Director Penalty Notices (DPNs): Types, When They Bite and Defences

While a statutory demand targets the company, a Director Penalty Notice targets the director personally. Under Division 269 of Schedule 1 to the Taxation Administration Act 1953, the ATO can issue a DPN to make directors personally liable for their company’s unpaid PAYG withholding and superannuation guarantee charge obligations. Understanding the director penalty notice ATO regime is critical, because personal liability can survive the company’s liquidation.

There are two categories of DPN, and the distinction is pivotal:

DPN Type Trigger Director’s Remedial Options (within 21 days)
Non-lockdown DPN PAYG withholding or SGC reported on time but unpaid Pay the liability in full; place the company into voluntary administration; appoint a small business restructuring practitioner; or begin winding up the company
Lockdown DPN PAYG withholding or SGC not reported within three months of the due date Pay the liability in full, this is the only option; administration or liquidation will not release the director from personal liability

The distinction is harsh but clear: if the company’s BAS or SGC statements were lodged on time (even though the amounts were not paid), a non-lockdown DPN is issued and the director retains multiple remedial options. If, however, the company failed to lodge within three months after the due date, the ATO issues a lockdown DPN. In that scenario, the only way to avoid personal assessment is to pay the full amount. Placing the company into administration or liquidation after receiving a lockdown DPN will not relieve the director.

Director Liability and Personal Exposure

Are directors liable for ATO debts? Under the DPN regime, yes, but only for unpaid PAYG withholding and SGC obligations, and only where a valid DPN has been issued. The notice gives directors 21 days from the date of the DPN to take one of the permitted remedial steps. If 21 days pass without action, the Commissioner may make a personal assessment against the director for the full penalty amount, plus general interest charge (GIC).

Directors should gather the following documents within 48 hours of receiving a DPN:

  • All BAS and SGC lodgements for the relevant periods, confirm lodgement dates
  • ATO running balance account statements for the company
  • Board minutes and cashflow records showing the company’s financial position at the time the liabilities fell due
  • Any prior correspondence with the ATO (payment plans, objections, disputes)
··········
▸ EXERCISE INSTRUCTIONS
1. In the excerpt on Director Penalty Notices, what is the only option a director has after receiving a lockdown DPN?
2. Rewrite the Director Penalty Notices excerpt from "Director Liability and" down to "interest charge (GIC).", putting "ATO" in place of "Commissioner".
3. Carry the text on Director Penalty Notices forward from the point where it stops.
You can ignore the material.

▸ DATASET EXCERPT
··········
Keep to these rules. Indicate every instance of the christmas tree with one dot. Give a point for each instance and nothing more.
··········
▸ RESULTS
1. Paying the liability in full.

2.
Director Liability and Personal Exposure

Are directors liable for ATO debts? Under the DPN regime, yes, but only for unpaid PAYG withholding and SGC obligations, and only where a valid DPN has been issued. The notice gives directors 21 days from the date of the DPN to take one of the permitted remedial steps. If 21 days pass without action, the ATO may make a personal assessment against the director for the full penalty amount, plus general interest charge (GIC).

3.
  • Evidence of any voluntary administration or restructuring steps already taken

Immediate Director Checklist to Avoid Liquidation

Whether a director has received a statutory demand, a DPN, or both, the first 48–72 hours are decisive. The following seven-step checklist should be actioned immediately:

  1. Record and verify the notice. Confirm the date of service, the amount claimed, and whether the demand or DPN is validly issued.
  2. Freeze non-essential payments and distributions. Do not make preferential payments to other creditors or pay dividends, this can worsen insolvent trading exposure under s 588G of the Corporations Act.
  3. Instruct an insolvency adviser. Engage a registered liquidator or insolvency practitioner to assess solvency and advise on options.
  4. Engage the ATO early. Contact the ATO’s debt recovery team to signal willingness to negotiate. A suggested email subject line: “[Company name], [ABN], Response to statutory demand / DPN dated [date], request for discussion.”
  5. Conduct a payroll and superannuation audit. Verify all PAYG withholding and SGC obligations are reported and quantify any shortfall.
  6. Prepare a 13-week cashflow forecast. This is the standard document insolvency practitioners and the ATO will require to assess viability.
  7. Evaluate restructuring options. Consider whether voluntary administration, a Deed of Company Arrangement (DOCA), a small business restructuring plan, or an informal workout is viable, and whether the loss carry-back offset (from 1 July 2026) could generate a tax refund to fund the arrangement.

The decision framework reduces to three pathways: pay (settle the debt in full), negotiate (propose a payment plan or composition), or administrate (appoint an administrator or restructuring practitioner). Each has different implications for director liability and company control.

Restructuring Alternatives vs Liquidation

Directors considering how to liquidate a company in Australia should first exhaust every restructuring alternative. The Corporations Act provides several formal pathways, each with distinct characteristics and control implications. The right choice depends on the company’s cashflow, the nature and quantum of its debts, whether it has recoverable tax attributes, and the attitude of the ATO as principal creditor.

Option Who Controls the Outcome Key Timelines and Effect
Voluntary administration → DOCA Administrator initially; creditors vote on DOCA proposal Administrator appointed immediately; creditors meet within 20–25 business days; DOCA terms set by negotiation, can preserve the company as a going concern
Small business restructuring (SBR) Director retains control; restructuring practitioner oversees plan Available to companies with liabilities under $1 million; plan proposed within 20 business days; creditors vote
Creditors’ voluntary liquidation (CVL) Directors resolve to wind up; liquidator appointed by creditors Directors convene meeting; liquidator takes control; assets realised and distributed per statutory priority
Voluntary deregistration (ASIC) Directors apply to ASIC Only available if company has ceased trading, has no outstanding liabilities, and is not party to legal proceedings, winding up a company through ASIC is simpler but only viable for solvent, dormant entities
Court-ordered winding up Court and liquidator Triggered by creditor (including ATO) application; directors lose all management powers upon appointment of liquidator

How Loss Carry-Back Reinstatement Affects the Choice

The reintroduction of the loss carry-back tax offset from 1 July 2026 materially changes the restructuring calculus for companies with prior-year profits. Early indications suggest this measure will be particularly valuable for companies that were profitable in FY2024 or FY2025 but are now facing insolvency due to accumulated ATO liabilities.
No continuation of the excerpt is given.